**Task item**
Reproduce each entry below exactly, without omitting any.
[Opening Entries provided section]
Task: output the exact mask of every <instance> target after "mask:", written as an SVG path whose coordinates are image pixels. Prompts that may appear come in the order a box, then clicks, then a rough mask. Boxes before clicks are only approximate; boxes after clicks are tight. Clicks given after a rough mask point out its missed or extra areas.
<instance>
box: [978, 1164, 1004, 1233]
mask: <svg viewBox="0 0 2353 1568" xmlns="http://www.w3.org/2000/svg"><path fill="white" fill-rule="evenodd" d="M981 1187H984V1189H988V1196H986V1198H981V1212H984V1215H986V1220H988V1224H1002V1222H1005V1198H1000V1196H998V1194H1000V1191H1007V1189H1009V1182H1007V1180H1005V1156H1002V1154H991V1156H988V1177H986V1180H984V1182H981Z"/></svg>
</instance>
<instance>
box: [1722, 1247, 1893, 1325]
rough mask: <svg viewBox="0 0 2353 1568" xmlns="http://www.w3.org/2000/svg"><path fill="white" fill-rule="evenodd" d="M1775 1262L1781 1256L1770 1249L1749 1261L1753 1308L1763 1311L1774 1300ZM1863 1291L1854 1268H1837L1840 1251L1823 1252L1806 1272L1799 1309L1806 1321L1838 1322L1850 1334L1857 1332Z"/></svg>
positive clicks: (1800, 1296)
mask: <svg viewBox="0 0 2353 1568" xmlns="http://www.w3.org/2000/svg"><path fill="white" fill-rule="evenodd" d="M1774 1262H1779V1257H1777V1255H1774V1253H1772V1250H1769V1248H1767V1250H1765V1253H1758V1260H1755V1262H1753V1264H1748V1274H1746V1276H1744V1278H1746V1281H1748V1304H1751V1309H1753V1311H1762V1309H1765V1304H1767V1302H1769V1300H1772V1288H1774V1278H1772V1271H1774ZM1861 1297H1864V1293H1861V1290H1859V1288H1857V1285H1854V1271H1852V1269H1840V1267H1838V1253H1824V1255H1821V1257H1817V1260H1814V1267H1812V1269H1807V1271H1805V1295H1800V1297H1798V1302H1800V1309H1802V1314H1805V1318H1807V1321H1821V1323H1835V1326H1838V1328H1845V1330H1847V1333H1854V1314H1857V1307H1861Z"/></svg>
[Closing Entries provided section]
**Answer to the problem**
Task: output the exact mask of every <instance> target after "mask:", written as an SVG path whose coordinates are image pixels. Prompts that may appear come in the order a box, then clicks, then a rough mask. Boxes before clicks are only approximate; boxes after clicks are tight. Clicks given after a rough mask point out its missed or extra areas.
<instance>
box: [978, 1164, 1004, 1233]
mask: <svg viewBox="0 0 2353 1568" xmlns="http://www.w3.org/2000/svg"><path fill="white" fill-rule="evenodd" d="M981 1187H984V1189H988V1196H986V1198H981V1212H984V1215H986V1220H988V1224H1002V1222H1005V1198H1000V1196H998V1194H1000V1191H1007V1189H1009V1182H1007V1180H1005V1156H1002V1154H991V1156H988V1177H986V1180H984V1182H981Z"/></svg>
</instance>
<instance>
box: [1722, 1247, 1893, 1325]
rough mask: <svg viewBox="0 0 2353 1568" xmlns="http://www.w3.org/2000/svg"><path fill="white" fill-rule="evenodd" d="M1775 1262L1781 1256L1770 1249L1749 1261L1753 1308L1763 1311L1774 1300ZM1863 1291L1854 1268H1837L1840 1251L1823 1252L1806 1272L1799 1309L1806 1321L1838 1322L1850 1334L1857 1332Z"/></svg>
positive clicks: (1800, 1296)
mask: <svg viewBox="0 0 2353 1568" xmlns="http://www.w3.org/2000/svg"><path fill="white" fill-rule="evenodd" d="M1774 1262H1779V1257H1777V1255H1774V1253H1772V1250H1769V1248H1767V1250H1765V1253H1758V1260H1755V1262H1753V1264H1748V1274H1746V1276H1744V1278H1746V1281H1748V1304H1751V1309H1753V1311H1762V1309H1765V1304H1767V1302H1769V1300H1772V1288H1774V1278H1772V1271H1774ZM1861 1297H1864V1293H1861V1290H1859V1288H1857V1285H1854V1271H1852V1269H1840V1267H1838V1253H1824V1255H1821V1257H1817V1260H1814V1267H1812V1269H1807V1271H1805V1295H1800V1297H1798V1302H1800V1309H1802V1314H1805V1318H1807V1321H1821V1323H1835V1326H1838V1328H1845V1330H1847V1333H1854V1314H1857V1307H1861Z"/></svg>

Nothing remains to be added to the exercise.